* _DOCUMENT EXTRACT_

◇ ◇ ◇ ◇ ◇ ◇ ◇

A new study from the Brookings Institution reports that relying on metropolitan public transit is often not a viable option for low income workers seeking reasonable access to job opportunities.
The study analyzed access to jobs across the 100 largest metropolitan areas in the United States, by census block income level. The average commuter using public transit can reach only 30 percent of all jobs within 90 minutes travel time, the definition used for a “reasonable” commute. Low income suburban workers relying on public transit are even further underserved. On average, a low income suburban resident can access only one in five low- and middle-skill industry jobs with reasonable public transit commute. Low income is defined as earning less than 80% of the area’s median income.
Furthermore, 69% of all lowest skilled jobs are located in the suburbs. According to the study, the overwhelming majority of metro transit systems (94 out of 100) provide greater access to jobs in high-skill industries near downtown than suburban jobs in low- to middle-skill industries. The study notes that the number of suburban jobs is on the rise; nearly half of all jobs in the largest metropolitan areas are located more than 10 miles outside of downtowns.
The report’s authors argue that there is a fundamental “spatial mismatch” between low income workers and jobs for which they are currently qualified. The poorest suburban households remain the most isolated, without access to the majority of regional job opportunities. For example, in the Riverside (CA) metro area, 81% of low income residents live in the suburbs, and these residents can reach only 7% of low- and middle-skill industry jobs.

◇ ◇ ◇ ◇ ◇ ◇ ◇

* _THE DATA_
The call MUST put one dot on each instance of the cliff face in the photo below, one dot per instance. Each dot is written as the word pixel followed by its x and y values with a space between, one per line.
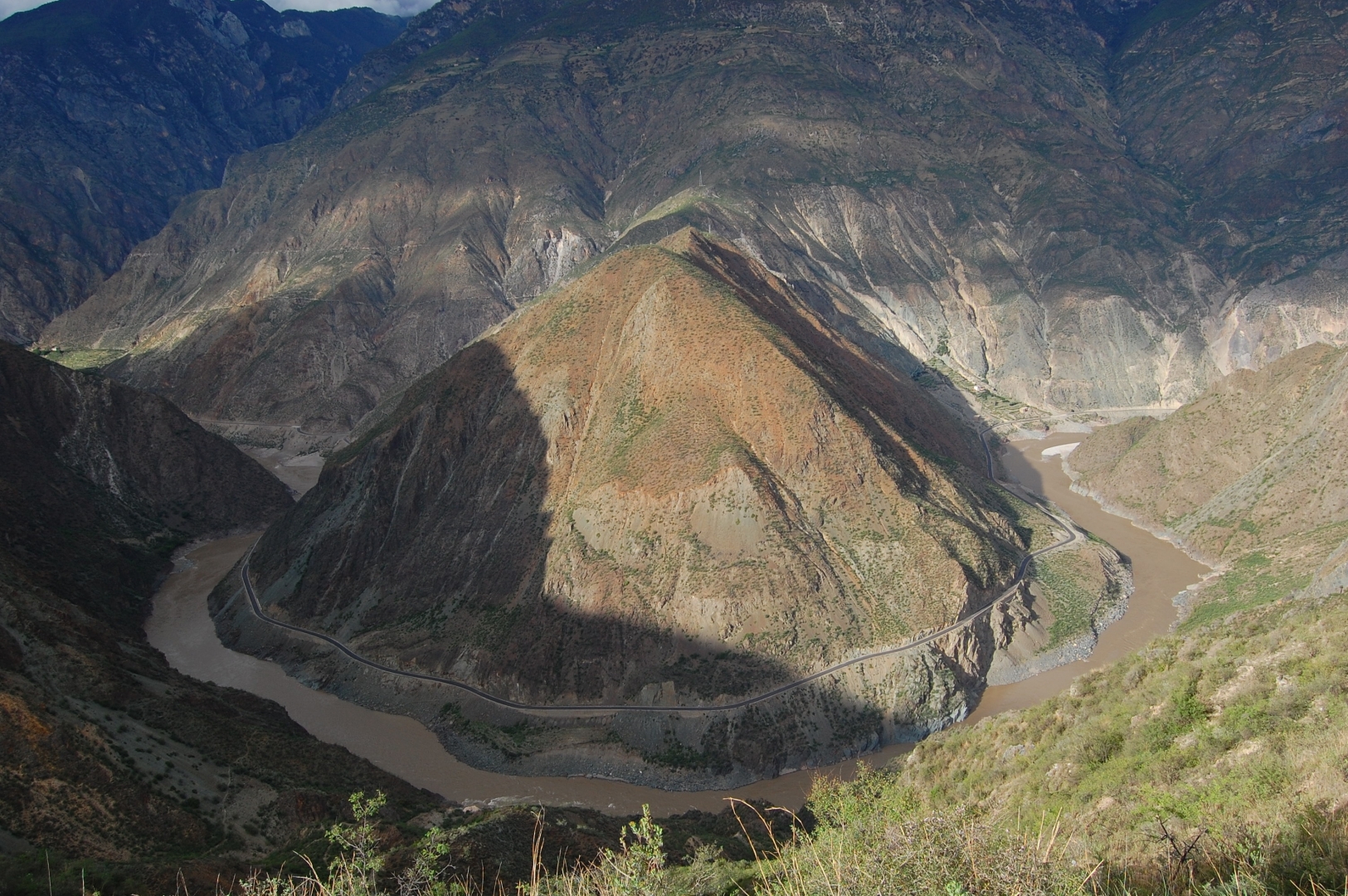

◇ ◇ ◇ ◇ ◇ ◇ ◇

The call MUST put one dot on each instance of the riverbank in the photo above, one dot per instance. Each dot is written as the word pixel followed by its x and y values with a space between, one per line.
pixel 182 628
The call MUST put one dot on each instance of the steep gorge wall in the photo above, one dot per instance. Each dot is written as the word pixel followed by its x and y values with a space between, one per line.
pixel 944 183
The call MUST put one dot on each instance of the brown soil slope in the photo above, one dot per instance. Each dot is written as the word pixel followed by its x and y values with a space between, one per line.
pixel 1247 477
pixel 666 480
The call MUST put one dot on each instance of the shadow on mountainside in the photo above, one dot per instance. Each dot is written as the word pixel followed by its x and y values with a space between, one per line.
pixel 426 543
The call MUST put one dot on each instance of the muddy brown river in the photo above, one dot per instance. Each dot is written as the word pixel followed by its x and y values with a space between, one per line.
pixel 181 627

◇ ◇ ◇ ◇ ◇ ◇ ◇

* _EXERCISES_
1 – Convert the part of the rows that opens with the line containing "of the shadow" and closes with the line containing "pixel 426 543" into a Markdown table with the columns No. and Line text, skipping any blank lines.
2 – Carry on the passage about public transit and job access, picking up after its final sentence.
The rows are unrelated to the passage on public transit and job access.

* _RESULTS IN ORDER_
1 –
| No. | Line text |
|---|---|
| 1 | The call MUST put one dot on each instance of the shadow on mountainside in the photo above, one dot per instance. Each dot is written as the word pixel followed by its x and y values with a space between, one per line. |
| 2 | pixel 426 543 |

2 –
Due to limited resources, transit agencies have been unable to expand service to keep pace with the decentralization of both jobs and households across metropolitan regions. Further budget cuts loom in many metro areas which are likely to directly affect service in low income communities. For example, the authors cite cuts in Milwaukee County that would make an estimated 25,000 jobs inaccessible. These cuts directly threaten low income households dependent on transit.
The Brookings report recommends policies that link transportation, housing and economic development decisions. Citing efforts underway through the federal Partnership for Sustainable Communities, the study recommends incentivizing the placement of both affordable housing and employers along existing transit routes in order to expand access to jobs for low income households. The report recommends incorporating a preference for location efficiency into affordable housing development tools such as the Low Income Housing Tax Credit.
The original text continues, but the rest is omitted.